• **Kutipan Teks**

Pembahasan soal logaritma (4)


soal 1.
Jika {}^{5}\log 2 = p, nyatakan \log \frac{5}{2} dalam p.

Jawab.

jika {}^{5}\log 2 = p, maka dapat kita nyatakan dalam bentuk \frac{\log 2}{\log 5} = p

\frac{\log 2}{\log 5} + 1 = p + 1

\frac{\log 2}{\log 5}+\frac{\log 5}{\log 5} = p + 1

\frac{\log 2+\log 5}{\log 5} = p + 1

\frac{\log 10}{\log 5} = p + 1

\frac{1}{\log 5} = p + 1

\frac{1}{p+1} =\log 5 ……. (1)

kita ulang langkah di atas
\frac{\log 2}{\log 5} = p,

\frac{\log 5}{\log 2} = \frac{1}{p}

\frac{\log 5}{\log 2}+ 1 = \frac{1}{p} + 1

\frac{\log 5}{\log 2}+ \frac{\log 2}{\log 2} = \frac{1}{p} + \frac{p}{p}

\frac{\log 5+\log 2}{\log 2} = \frac{1+p}{p}

\frac{\log 10}{\log 2} = \frac{1+p}{p}

\frac{1}{\log 2} = \frac{1+p}{p}

\log 2 = \frac{p}{1+p} ….. (2)

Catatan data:
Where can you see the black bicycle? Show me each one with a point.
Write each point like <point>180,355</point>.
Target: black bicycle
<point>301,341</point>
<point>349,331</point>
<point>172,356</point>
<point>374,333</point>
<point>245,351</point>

• **Tujuan Tugas**
Lanjutkan pembahasan soal logaritma di atas, dimulai setelah langkah terakhir yang tercantum.

• **Jawaban Tugas**
Sehingga \log \frac{5}{2} =\log 5 - \log 2
subtitusi persamaan (1) dan (2) pada persamaan di atas

\log \frac{5}{2} = \frac{1}{p+1} - \frac{p}{1+p}

\log \frac{5}{2} = \frac{1-p}{1+p}

OK.

One thought on “Pembahasan soal logaritma (4)

  1. Bikin soalNya yAnk Banyak Agy dUnkzZZ,…….

    cLo aGy bYbutuHin ajj sEdIkit Ada’a giLiRan Nda dyButuhn ajj bUanyakkkk,……….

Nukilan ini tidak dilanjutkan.